### [Records supplied]

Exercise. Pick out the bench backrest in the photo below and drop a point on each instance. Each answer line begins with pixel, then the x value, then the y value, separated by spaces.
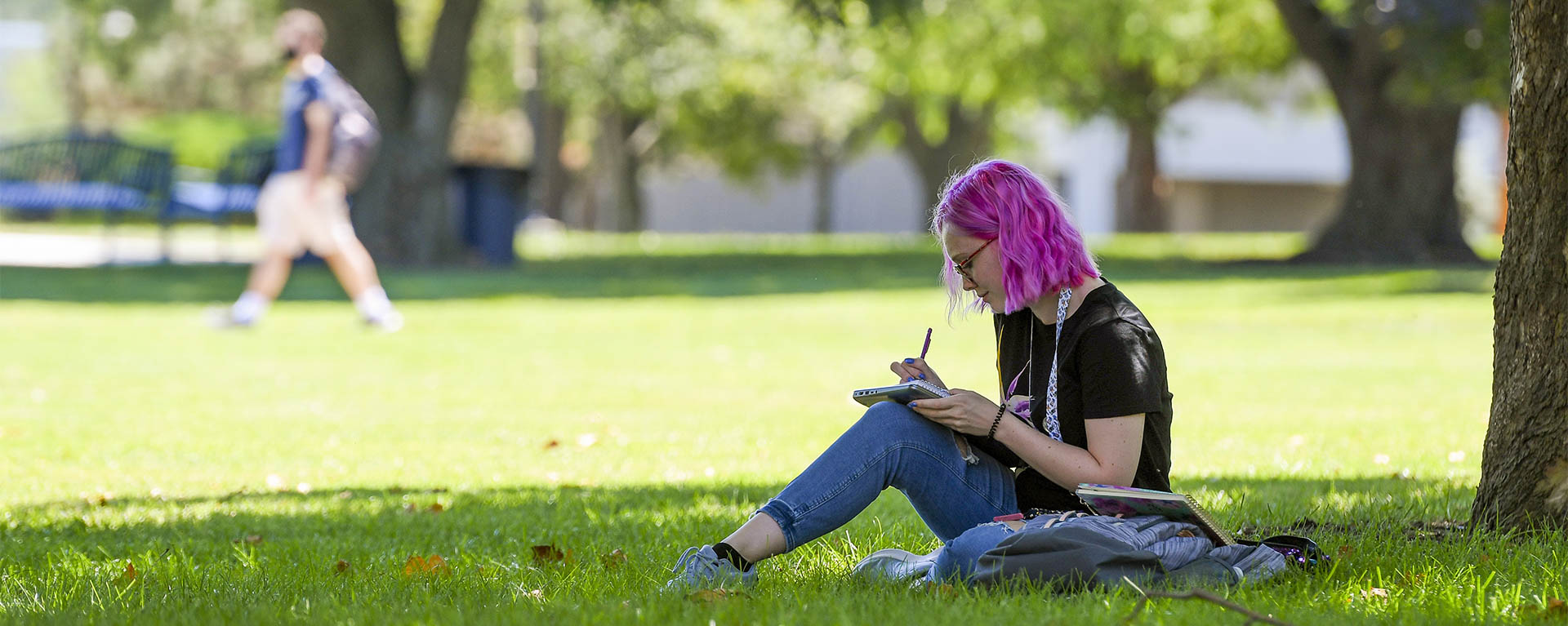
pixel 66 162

---

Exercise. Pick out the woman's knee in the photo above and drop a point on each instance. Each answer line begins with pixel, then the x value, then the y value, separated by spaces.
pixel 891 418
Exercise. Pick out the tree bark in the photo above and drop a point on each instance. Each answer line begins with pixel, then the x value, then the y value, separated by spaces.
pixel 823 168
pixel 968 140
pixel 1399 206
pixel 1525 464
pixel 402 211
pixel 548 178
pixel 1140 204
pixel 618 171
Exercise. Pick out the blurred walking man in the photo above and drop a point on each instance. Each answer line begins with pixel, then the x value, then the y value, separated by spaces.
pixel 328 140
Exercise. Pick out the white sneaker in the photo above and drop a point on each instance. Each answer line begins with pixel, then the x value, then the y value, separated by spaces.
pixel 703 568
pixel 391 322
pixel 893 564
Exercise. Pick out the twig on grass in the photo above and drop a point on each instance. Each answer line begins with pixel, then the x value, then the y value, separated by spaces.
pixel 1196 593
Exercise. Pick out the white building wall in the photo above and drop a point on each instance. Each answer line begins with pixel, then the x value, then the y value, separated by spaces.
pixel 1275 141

...

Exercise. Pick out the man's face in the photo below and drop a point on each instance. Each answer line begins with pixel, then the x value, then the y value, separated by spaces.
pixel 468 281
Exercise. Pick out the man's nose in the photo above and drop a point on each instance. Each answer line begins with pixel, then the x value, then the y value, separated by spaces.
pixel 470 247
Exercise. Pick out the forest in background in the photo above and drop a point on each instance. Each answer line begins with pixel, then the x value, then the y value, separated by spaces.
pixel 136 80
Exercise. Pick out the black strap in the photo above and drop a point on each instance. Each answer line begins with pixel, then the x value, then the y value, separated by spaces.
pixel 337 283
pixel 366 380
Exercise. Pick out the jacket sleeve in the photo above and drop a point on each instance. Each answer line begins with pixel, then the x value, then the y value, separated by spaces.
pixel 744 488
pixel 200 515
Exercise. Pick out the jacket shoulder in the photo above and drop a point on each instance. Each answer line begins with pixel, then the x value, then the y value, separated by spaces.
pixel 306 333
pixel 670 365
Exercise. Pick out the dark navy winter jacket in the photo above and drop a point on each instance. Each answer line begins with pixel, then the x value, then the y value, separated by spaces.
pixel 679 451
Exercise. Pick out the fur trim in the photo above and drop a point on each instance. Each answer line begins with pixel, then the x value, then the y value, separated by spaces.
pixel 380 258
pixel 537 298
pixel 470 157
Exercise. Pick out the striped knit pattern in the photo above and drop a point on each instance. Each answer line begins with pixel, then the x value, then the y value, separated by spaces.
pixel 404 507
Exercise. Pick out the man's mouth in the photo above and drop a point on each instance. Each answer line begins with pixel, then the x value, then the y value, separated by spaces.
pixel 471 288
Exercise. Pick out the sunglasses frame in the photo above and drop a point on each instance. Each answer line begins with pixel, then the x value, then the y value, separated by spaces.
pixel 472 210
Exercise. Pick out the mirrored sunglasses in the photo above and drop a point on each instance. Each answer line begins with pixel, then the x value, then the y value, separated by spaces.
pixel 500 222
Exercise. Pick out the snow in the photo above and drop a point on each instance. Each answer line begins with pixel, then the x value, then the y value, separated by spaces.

### [Task prompt]
Duplicate the records above from the line with "Exercise. Pick out the striped" to the line with "pixel 471 288", including both of those lines.

### [Solution to this problem]
Exercise. Pick out the striped knit pattern in the photo above and drop a point on each instance. Each answer line begins with pixel, then the x value, then the y value, separated by spaces.
pixel 404 507
Exercise. Pick out the man's mouth in the photo above and drop a point on each instance. Each answer line begins with pixel, then the x value, then the y value, separated by spaces.
pixel 471 288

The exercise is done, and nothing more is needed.